§ Information given
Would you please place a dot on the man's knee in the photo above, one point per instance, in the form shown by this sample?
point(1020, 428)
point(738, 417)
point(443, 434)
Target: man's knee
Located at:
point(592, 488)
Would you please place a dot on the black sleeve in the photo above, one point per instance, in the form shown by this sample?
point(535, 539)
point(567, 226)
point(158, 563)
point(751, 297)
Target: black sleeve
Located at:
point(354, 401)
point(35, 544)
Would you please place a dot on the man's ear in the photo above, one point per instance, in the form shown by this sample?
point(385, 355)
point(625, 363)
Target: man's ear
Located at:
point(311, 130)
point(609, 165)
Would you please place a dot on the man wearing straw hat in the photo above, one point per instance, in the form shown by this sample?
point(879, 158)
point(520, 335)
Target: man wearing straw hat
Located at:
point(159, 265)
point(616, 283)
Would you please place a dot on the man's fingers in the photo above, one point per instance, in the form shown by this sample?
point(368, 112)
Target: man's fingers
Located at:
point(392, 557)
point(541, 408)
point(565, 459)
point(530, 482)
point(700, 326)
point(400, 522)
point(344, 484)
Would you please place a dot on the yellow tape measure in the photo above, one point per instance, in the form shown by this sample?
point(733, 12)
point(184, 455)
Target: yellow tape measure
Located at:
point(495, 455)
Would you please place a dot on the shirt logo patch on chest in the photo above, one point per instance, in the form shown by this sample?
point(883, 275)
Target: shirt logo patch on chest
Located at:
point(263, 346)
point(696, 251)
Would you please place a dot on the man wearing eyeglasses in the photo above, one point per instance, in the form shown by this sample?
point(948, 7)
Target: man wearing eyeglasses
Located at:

§ Set exercise
Quote all of the records above word for word, keeping every line in its original order.

§ Response for this exercise
Would you please place a dot on the man's knee in the photo above, one point per instance, in the form shown by this sample?
point(1020, 428)
point(738, 417)
point(443, 434)
Target: man's knee
Located at:
point(592, 488)
Would you please place a dot on the black sleeve in the photo above, one point per instance, in the form shown by this sample?
point(535, 539)
point(567, 226)
point(158, 563)
point(751, 297)
Target: black sleeve
Located at:
point(354, 401)
point(35, 544)
Would you please place a dot on the man's ear in the photo above, one point per instance, in the form shown by this sample?
point(385, 355)
point(625, 363)
Target: man's ear
Located at:
point(311, 130)
point(609, 165)
Would you please place a dot on the man wearing straw hat in the photo above, one point per instance, in the form shown by this sample?
point(879, 158)
point(520, 335)
Target: man wearing straw hat
Located at:
point(159, 265)
point(616, 283)
Would you please place a dot on the man's fingers in the photo above, one point per instance, in the form shown by this sample?
point(368, 112)
Target: man's fingers
Located at:
point(392, 557)
point(541, 408)
point(565, 459)
point(530, 482)
point(700, 326)
point(400, 522)
point(344, 484)
Would you please place a dot on the yellow tape measure in the photo above, one point per instance, in the form shown by this sample?
point(733, 12)
point(184, 455)
Target: yellow tape measure
Located at:
point(495, 455)
Would you please place a dot on the shirt logo patch on chest in the photo above, one point per instance, in the form shown by this sample?
point(883, 275)
Target: shirt logo patch on chest
Located at:
point(263, 346)
point(696, 251)
Would you please place a dot on the man wearing eyeglasses in the photo above, one point per instance, in the form shown by this sample?
point(948, 7)
Target: man wearing eyeglasses
Located at:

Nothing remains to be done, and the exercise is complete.